┌─ DATA SHOWN
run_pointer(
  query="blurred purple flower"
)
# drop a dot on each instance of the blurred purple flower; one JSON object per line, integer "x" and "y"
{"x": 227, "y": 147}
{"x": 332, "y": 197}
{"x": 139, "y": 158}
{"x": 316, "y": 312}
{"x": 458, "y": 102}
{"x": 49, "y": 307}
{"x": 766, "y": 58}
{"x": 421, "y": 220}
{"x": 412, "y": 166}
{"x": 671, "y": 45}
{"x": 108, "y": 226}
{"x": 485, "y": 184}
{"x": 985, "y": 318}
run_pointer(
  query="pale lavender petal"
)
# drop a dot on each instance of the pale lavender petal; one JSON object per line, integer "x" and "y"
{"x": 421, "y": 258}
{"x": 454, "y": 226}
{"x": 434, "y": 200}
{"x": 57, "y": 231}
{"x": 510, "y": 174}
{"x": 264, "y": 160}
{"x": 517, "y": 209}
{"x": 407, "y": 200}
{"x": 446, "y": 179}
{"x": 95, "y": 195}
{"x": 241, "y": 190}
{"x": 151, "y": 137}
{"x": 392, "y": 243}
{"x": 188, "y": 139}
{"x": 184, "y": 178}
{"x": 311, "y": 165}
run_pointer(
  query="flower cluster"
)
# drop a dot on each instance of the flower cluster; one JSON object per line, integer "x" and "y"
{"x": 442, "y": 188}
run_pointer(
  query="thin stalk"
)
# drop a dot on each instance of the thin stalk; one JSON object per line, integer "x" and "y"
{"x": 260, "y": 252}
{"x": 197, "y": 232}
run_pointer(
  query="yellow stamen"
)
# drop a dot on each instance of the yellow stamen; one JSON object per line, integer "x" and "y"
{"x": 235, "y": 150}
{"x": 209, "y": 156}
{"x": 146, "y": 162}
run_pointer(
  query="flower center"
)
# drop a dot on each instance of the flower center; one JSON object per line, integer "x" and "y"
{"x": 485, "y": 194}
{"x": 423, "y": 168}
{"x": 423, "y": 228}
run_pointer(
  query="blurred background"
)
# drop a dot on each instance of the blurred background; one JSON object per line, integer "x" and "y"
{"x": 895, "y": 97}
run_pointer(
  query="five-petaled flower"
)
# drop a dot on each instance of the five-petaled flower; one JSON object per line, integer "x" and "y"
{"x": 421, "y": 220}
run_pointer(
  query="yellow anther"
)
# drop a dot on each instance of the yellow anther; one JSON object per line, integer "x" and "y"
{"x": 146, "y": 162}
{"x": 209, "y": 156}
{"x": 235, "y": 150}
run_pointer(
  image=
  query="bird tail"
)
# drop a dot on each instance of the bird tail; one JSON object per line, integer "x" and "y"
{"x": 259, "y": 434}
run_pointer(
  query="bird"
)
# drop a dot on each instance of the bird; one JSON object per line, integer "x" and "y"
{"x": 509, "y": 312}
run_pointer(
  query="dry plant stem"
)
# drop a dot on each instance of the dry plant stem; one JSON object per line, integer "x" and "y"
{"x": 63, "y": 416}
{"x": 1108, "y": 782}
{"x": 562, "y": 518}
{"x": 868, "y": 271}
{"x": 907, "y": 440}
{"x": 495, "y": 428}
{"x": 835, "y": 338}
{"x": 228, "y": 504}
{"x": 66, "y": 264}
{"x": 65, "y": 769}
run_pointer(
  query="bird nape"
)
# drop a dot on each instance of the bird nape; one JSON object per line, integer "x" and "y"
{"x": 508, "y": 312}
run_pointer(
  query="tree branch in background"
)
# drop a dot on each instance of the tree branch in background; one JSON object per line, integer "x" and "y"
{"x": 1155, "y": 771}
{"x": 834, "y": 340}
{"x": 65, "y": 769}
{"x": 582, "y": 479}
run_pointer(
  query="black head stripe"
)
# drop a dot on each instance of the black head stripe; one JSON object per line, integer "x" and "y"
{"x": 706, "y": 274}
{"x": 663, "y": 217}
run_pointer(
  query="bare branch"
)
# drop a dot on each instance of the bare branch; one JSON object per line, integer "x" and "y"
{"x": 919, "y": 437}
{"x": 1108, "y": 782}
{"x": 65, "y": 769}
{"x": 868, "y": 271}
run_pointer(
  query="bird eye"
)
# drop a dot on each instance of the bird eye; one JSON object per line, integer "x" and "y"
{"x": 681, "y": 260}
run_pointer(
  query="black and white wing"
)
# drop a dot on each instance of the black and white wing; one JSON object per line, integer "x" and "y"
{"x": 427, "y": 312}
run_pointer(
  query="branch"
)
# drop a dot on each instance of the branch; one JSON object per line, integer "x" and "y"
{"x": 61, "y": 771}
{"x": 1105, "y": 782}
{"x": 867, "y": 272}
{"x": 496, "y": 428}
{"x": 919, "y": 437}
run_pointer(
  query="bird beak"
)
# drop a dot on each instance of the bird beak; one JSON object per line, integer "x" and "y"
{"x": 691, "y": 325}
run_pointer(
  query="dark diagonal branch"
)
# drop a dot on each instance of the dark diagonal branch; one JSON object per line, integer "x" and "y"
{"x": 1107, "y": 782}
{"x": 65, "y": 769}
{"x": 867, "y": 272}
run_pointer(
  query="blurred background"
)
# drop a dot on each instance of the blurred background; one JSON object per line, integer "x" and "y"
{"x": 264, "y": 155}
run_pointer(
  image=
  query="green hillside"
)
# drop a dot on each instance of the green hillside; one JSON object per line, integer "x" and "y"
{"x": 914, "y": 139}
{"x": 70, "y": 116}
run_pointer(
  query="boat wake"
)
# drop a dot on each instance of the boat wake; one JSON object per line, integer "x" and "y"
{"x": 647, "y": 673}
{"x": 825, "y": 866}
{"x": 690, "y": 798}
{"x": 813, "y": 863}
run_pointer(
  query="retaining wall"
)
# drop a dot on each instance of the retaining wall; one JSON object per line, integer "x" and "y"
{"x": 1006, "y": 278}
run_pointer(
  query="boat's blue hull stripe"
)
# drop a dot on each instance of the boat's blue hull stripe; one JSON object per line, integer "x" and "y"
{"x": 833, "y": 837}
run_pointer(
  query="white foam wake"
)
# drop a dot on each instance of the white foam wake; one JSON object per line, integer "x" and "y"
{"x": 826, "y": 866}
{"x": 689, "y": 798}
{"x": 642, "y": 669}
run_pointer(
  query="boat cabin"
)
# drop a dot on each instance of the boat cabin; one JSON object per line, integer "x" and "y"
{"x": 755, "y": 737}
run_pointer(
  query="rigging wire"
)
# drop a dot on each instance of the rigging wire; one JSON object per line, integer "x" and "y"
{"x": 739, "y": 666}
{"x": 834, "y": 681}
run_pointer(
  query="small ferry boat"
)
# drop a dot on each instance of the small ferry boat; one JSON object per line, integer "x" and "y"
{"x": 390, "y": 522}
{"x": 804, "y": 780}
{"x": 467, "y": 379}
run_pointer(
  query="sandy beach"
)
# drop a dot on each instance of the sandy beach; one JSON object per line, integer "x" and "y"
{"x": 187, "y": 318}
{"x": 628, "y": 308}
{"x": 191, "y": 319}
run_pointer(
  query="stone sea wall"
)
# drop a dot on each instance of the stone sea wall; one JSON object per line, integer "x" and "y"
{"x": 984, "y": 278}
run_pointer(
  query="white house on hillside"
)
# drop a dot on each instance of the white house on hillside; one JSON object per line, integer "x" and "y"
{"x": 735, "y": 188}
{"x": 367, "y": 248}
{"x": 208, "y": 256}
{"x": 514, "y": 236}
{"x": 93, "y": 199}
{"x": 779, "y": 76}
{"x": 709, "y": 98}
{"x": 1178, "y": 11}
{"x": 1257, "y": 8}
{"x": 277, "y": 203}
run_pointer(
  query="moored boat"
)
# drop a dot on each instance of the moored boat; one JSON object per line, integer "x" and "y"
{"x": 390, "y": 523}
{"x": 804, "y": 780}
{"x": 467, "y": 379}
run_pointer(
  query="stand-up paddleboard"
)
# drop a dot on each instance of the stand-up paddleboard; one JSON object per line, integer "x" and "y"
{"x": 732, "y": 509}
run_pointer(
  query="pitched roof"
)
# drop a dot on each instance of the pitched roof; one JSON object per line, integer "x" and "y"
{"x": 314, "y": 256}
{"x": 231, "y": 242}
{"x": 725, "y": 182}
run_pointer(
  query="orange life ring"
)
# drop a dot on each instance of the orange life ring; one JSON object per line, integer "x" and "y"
└─
▸ OBJECTIVE
Count the lines of the records above that contain the string "house", treating uppercase and lowercase as different. Give only the number.

▸ RESPONSE BELOW
2